## Source extract
_ _ _

While some analysts believe the market has reached the bottom, the sector’s woes are expected to persist for some time. In July, S&P Global Ratings estimated that property prices would decline 30 percent this year – a worse decline than during the 2008 financial crisis.
“That’s just a huge chunk of the economy that’s kind of underwater now,” Teneo’s Wildau said. “Even continuing on the pace we are on is, I think, unsustainable. It would mean growth was substantially below target for this year if it continues like this.”
Since Chinese property developers hold relatively small amounts of overseas debt, the global economy is not considered to be at a high risk of the kind of financial crisis sparked by the collapse of Lehman Brothers in the United States, said Alicia García-Herrero, the chief Asia Pacific economist at Natixis in Hong Kong.
But the size of China’s economy, which accounts for almost one-fifth of global GDP, means a major slowdown could still have a serious effect on global growth.
“The global impact is mostly due to very low growth from China, it’s not so much a financial impact,” García-Herrero told Al Jazeera.
“Of course, if Chinese banks finally can’t swallow this shock and their non-performing loans increase massively and there’s a financial crisis in China – which I don’t think will happen immediately – it will be more like Japan in the 80s and 90s. So saddled with bad loans, no credit, the economy doing very poorly, deflation – this is, I think, the scenario. So not an immediate Lehman type event.”
The World Economic Forum has estimated that every 1 percentage-point decline in China’s GDP results in a 0.3 percent reduction in global GDP.
In a 2019 study by the United States Federal Reserve, economists estimated that an 8.5 percent fall in China’s GDP would result in a 3.25 percent drop in advanced economies and nearly 6 percent decline in emerging economies.
China’s economy is unlikely to experience an economic meltdown of that severity. But it could be on track for a protracted slump that drags on global growth in the coming years, according to analysts.
Teneo’s Wildau said that Chinese policymakers have tools not readily available in more capitalistic countries to avert a full-blown financial crisis.
“Chinese leaders have a much greater degree of control over the financial system and the real economy than US policymakers did in 2008. So they have the tools to stave off an acute crisis,” he said.
“They have the tools to stave off financial contagion and a complete collapse in credit flows because they can simply order the banks to lend. They can work outside the legal bankruptcy system to keep everyone liquid, to avoid disorderly chains of default.”
But Wildau said China could still be looking at years of economic stagnation, which would feel like a recession to many Chinese after decades of strong growth.
“We could just see an extended period of slow growth, something more like a Japan scenario, a sort of grinding slowdown over many years even absent acute financial distress or panic in the market,” he said.
What is China doing about the crisis?
Beijing has signalled that supporting the property market is an important task despite its determination to reduce the economy’s reliance on the sector.
At a meeting of China’s top decision-making body in July, officials said there was a need to “stabilise” the real estate market while emphasising that local governments should take responsibility to ensure pre-sold homes are finished.
Earlier this month, Chinese media outlet Caixin reported that Beijing was preparing to issue 200 billion yuan ($29.3bn) in loans to complete unfinished housing projects.
Beijing has also taken measures to boost the economy more generally, such as lowering interest rates and rolling out stimulus, including the announcement last week of 300 billion yuan ($44bn) in new credit through its state-run policy banks.

_ _ _

## Material provided

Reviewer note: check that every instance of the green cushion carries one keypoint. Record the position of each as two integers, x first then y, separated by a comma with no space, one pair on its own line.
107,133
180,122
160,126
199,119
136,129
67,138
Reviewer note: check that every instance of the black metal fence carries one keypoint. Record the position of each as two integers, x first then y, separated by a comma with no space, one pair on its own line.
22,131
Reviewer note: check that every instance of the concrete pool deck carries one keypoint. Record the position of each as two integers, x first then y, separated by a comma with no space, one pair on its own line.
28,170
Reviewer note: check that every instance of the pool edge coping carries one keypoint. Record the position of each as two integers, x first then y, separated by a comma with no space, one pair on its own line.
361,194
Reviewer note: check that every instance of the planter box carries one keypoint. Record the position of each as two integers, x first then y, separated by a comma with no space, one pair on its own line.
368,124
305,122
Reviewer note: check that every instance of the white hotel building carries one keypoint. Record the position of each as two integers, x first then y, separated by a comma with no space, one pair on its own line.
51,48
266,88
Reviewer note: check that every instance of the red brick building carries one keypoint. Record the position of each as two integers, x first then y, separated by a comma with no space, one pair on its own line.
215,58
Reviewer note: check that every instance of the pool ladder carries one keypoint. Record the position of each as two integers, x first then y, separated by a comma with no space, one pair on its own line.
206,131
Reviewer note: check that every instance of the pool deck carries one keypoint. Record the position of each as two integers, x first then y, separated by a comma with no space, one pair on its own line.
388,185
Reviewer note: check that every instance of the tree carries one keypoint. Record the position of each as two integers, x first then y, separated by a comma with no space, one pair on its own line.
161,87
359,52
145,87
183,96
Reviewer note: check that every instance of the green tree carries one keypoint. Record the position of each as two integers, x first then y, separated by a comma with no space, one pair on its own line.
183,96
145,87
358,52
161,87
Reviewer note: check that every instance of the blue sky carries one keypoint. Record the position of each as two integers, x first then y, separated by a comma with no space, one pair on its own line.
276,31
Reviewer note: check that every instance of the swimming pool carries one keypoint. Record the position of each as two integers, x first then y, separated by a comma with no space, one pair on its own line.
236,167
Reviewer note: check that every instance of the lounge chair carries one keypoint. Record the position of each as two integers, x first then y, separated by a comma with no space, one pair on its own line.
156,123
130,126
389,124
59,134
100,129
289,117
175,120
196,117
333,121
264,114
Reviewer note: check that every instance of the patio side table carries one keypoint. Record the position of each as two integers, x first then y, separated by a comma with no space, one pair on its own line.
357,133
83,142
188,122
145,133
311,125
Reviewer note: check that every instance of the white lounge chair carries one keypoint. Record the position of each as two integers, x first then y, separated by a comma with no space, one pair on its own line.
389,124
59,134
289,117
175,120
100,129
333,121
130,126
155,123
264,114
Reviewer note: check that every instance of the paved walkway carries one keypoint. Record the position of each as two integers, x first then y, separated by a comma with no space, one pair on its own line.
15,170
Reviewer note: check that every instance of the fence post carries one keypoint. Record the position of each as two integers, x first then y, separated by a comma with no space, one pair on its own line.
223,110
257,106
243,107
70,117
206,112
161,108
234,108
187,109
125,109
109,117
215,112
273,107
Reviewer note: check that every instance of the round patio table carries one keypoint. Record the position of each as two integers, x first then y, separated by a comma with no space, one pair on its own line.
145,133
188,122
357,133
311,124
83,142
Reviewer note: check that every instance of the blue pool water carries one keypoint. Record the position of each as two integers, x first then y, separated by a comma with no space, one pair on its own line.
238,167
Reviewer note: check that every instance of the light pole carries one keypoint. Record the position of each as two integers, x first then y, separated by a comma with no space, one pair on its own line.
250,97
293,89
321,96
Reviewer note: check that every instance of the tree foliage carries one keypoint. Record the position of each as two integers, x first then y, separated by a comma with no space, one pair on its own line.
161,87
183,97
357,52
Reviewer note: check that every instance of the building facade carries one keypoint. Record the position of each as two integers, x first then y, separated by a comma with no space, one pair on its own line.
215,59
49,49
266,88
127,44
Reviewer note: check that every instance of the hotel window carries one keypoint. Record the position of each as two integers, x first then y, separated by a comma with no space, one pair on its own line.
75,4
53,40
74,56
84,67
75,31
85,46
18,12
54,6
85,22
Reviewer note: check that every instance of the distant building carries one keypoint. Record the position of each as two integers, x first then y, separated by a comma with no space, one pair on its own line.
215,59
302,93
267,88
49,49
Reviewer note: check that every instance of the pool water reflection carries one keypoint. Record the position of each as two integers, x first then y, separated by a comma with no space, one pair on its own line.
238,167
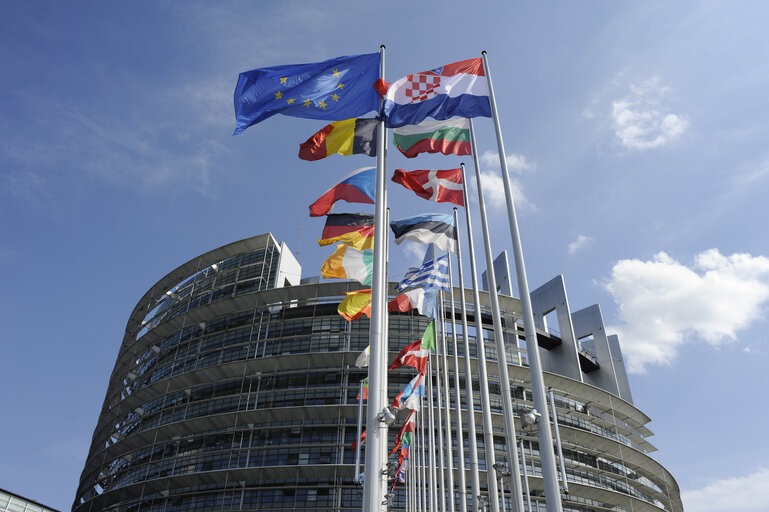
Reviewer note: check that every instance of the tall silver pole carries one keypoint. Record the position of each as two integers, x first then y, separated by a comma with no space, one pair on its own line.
526,478
516,494
360,431
446,401
375,481
424,458
471,434
549,473
462,484
562,465
438,395
488,435
431,438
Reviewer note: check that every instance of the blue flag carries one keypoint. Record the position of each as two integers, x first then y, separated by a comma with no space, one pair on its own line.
428,228
333,90
432,274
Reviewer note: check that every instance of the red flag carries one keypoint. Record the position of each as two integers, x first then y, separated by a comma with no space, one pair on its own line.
440,186
412,355
406,301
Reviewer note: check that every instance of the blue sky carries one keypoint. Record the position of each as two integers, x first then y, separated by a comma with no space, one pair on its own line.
636,135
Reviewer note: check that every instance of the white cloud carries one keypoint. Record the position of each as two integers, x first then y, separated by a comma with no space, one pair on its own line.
415,251
746,494
663,303
639,120
581,242
493,185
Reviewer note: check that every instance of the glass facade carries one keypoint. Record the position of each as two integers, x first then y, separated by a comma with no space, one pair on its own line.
230,394
10,502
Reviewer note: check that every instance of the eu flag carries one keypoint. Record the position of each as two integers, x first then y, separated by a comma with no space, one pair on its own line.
332,90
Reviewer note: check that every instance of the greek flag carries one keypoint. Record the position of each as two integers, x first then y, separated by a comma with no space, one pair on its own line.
432,274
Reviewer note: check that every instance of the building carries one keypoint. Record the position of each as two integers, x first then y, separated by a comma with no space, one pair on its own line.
234,389
12,502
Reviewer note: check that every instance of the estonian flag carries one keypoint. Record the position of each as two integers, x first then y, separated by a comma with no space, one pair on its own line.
435,228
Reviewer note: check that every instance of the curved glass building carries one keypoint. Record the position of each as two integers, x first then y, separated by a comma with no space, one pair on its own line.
235,389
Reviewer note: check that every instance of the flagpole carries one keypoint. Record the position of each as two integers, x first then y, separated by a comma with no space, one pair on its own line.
446,402
547,455
471,430
438,392
360,428
461,481
488,435
431,437
375,481
424,455
499,337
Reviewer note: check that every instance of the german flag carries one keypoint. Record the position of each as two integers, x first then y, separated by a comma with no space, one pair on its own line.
349,137
353,229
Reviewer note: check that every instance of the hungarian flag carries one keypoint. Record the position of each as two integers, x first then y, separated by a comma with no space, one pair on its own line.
357,187
349,263
411,355
355,305
428,337
353,229
450,137
411,396
454,90
411,299
348,137
439,186
406,433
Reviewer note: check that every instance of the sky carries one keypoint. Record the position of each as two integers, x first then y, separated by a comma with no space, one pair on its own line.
636,137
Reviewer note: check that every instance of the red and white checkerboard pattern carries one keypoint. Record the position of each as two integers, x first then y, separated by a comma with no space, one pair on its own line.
422,87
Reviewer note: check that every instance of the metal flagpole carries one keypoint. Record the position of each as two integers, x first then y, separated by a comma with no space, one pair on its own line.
547,456
526,478
375,481
562,465
499,337
360,428
457,391
439,405
471,434
431,438
446,402
424,457
488,435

_ _ _

## Requests
1. Translate this sentence from the article on China's property crisis into Spanish: "The World Economic Forum has estimated that every 1 percentage-point decline in China’s GDP results in a 0.3 percent reduction in global GDP."
2. Rescale the records starting at the line that contains "Reviewer note: check that every instance of the sky" and ending at the last line of the records. Give all those lines again, requests included, with each x and y coordinate in the answers multiplied by 2.15 and rounded to a whole number, rounding halves up.

## Outputs for the tasks
1. El Foro Económico Mundial ha estimado que cada descenso de 1 punto porcentual en el PIB de China se traduce en una reducción del 0,3 por ciento en el PIB mundial.

2.
Reviewer note: check that every instance of the sky carries one keypoint. Record the position of each as two integers, x first then y, separated by a comma with no space, one pair on its own line.
1367,295
Reviewer note: check that every instance of the red and white checkerboard pattern carries one keypoint. Record the position of each as two integers, x first then y, separated by a comma with no space, one pair on its own line.
907,187
Reviewer note: check that every instance of the metal flagpole carries one keypoint. Record the position of each as two integers, x first then y, separated by a comma with no space, one pair on its own line.
1176,980
1131,1028
806,1034
1208,1000
1073,725
774,920
983,841
944,871
1013,933
927,942
959,864
912,983
1049,935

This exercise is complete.